■ Directives:
1 – In the passage on early parenting below, what does meeting a baby's needs establish in the baby's brain?
2 – Using the passage on early parenting below, explain why it is especially important to meet children's needs when they are young.
3 – Go on with the passage on early parenting below, starting after its final sentence.

■ Document:
━━━━━━

Relationships begin well before children are born and more likely even before conception, as indicated by the emerging field of epigenetics. As parents, this means that we have great influence over what happens or doesn’t happen with our child’s development and we have the ability to change the trajectory if we are aware and have the tools to make changes. We need to understand that our children are not born as blank slates, but that children absorb what happens to them in utero, during birth, and long before they can consciously remember.
Our early parenting decisions help to form the basic structure of a child’s brain in the early years, while later decisions only add to or lessen the impact of the basic structure. Loving and valuing our babies through meeting their needs establishes a neural pathway in their brain that enables them to believe they are loved and valued.
Because these early parenting decisions make such an impact on development and the course of the relationship, it becomes even more important to try to meet children’s needs when they are young. It is possible to change things later, but you are looking at changing the structure of the brain and the neural pathways. It is possible to do, but it requires LOTS of work on a daily basis to make changes.

━━━━━━

■ Raw data:
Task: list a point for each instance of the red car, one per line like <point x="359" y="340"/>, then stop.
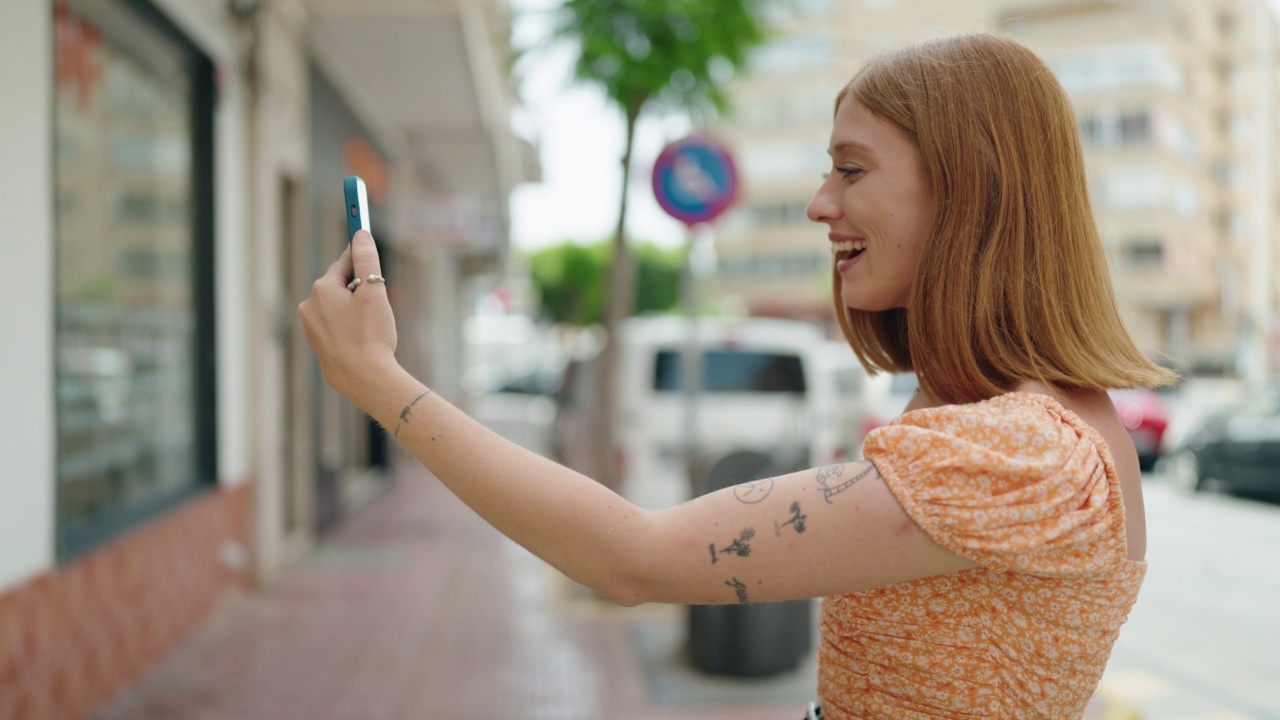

━━━━━━

■ Answers provided:
1 – It establishes a neural pathway that enables the baby to believe it is loved and valued.

2 – Early parenting decisions form the basic structure of a child's brain and shape development and the course of the relationship, while later decisions only add to or lessen that structure. Changing things later means changing the brain's structure and neural pathways, which is possible but takes a lot of daily work.

3 –
One of the best tools we've found to promote creating a healthy relationship is Attachment Parenting. The concepts underlying attachment can be a great guide to point you in the right direction to get a good start.

Green Light Parenting Behaviors          

  • Education
  • Attachment Parenting
  • Baby Wearing
  • Conscious Conception
  • Conscious Pregnancy
  • Conscious Birth
  • Nighttime Parenting (co-sleeping or sleeping in close proximity, responsive to night time needs)
  • Rhythm to day/week
  • Feeding on cue (preferably breastfeeding)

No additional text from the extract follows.